Exercise data:

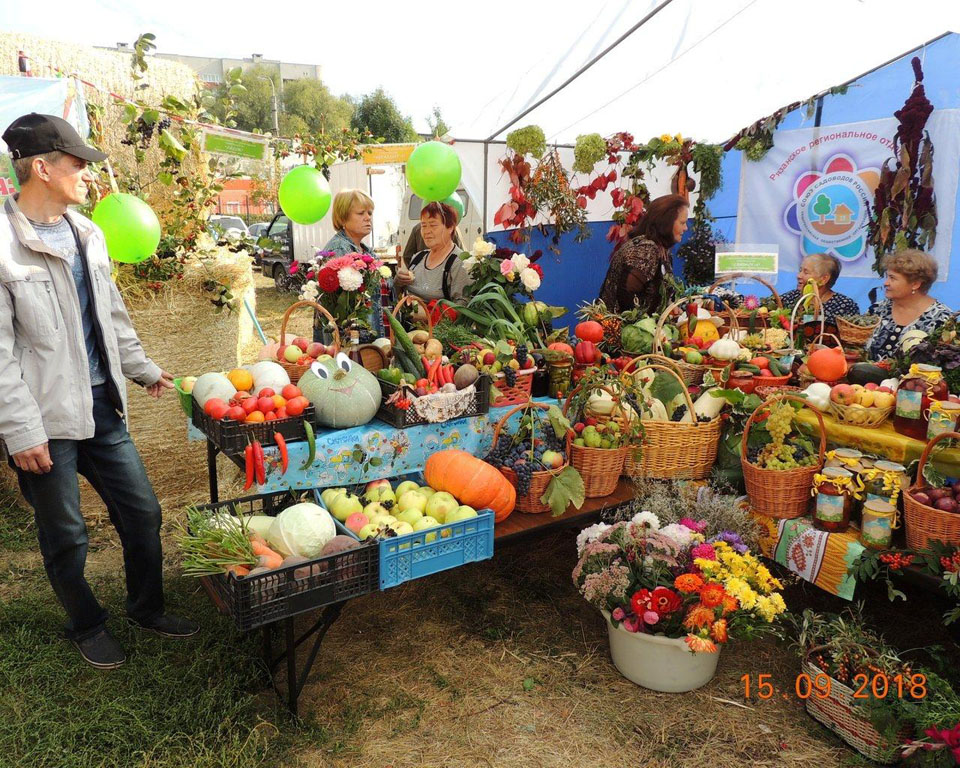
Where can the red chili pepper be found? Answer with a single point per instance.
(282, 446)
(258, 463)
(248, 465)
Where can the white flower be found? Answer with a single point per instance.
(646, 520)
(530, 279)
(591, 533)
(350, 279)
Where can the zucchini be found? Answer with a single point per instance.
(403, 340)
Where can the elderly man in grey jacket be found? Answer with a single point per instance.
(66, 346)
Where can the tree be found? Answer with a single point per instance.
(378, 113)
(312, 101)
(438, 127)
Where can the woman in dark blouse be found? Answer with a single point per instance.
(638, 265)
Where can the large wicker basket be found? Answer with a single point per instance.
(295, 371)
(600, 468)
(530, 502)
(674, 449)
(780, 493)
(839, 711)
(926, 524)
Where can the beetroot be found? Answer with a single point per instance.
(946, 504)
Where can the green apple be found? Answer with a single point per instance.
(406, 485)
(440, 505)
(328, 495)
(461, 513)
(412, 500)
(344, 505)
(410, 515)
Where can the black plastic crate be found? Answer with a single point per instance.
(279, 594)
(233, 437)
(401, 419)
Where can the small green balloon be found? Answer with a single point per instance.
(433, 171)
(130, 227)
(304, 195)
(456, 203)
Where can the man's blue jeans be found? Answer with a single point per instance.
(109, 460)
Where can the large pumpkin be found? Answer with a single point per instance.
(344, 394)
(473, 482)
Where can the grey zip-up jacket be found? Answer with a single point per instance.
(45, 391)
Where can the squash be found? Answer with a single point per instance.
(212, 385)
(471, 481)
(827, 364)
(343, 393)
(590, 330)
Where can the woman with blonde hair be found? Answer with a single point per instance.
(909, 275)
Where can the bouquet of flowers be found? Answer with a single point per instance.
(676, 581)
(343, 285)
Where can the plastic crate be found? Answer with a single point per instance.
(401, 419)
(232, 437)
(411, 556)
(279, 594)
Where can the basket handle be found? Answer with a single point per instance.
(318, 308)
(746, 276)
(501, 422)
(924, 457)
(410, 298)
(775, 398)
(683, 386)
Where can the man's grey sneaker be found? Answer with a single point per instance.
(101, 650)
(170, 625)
...
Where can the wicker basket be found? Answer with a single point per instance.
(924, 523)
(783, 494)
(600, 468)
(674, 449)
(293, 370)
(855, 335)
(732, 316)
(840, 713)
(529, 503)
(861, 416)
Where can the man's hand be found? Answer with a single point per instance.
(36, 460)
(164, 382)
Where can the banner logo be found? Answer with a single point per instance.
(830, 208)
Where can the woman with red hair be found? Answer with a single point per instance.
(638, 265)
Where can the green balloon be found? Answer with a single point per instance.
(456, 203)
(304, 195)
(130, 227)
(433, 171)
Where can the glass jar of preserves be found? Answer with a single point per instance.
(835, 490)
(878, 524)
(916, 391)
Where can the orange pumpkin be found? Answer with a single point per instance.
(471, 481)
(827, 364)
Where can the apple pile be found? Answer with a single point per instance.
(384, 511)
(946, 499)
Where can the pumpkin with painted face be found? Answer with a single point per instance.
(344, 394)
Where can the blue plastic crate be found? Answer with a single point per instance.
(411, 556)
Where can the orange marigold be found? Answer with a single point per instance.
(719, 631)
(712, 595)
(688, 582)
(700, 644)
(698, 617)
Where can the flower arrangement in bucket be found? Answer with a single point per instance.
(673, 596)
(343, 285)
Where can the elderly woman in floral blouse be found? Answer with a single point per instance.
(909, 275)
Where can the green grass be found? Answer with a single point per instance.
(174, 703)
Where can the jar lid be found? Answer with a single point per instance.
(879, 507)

Written task:
Which lines in the material above contain the string "apple"? Copy every one of them in full.

Output of the exercise:
Where can the green apple be found? Answer with a single point per instance.
Where can the apple pile be found? Answer with a single point per instance.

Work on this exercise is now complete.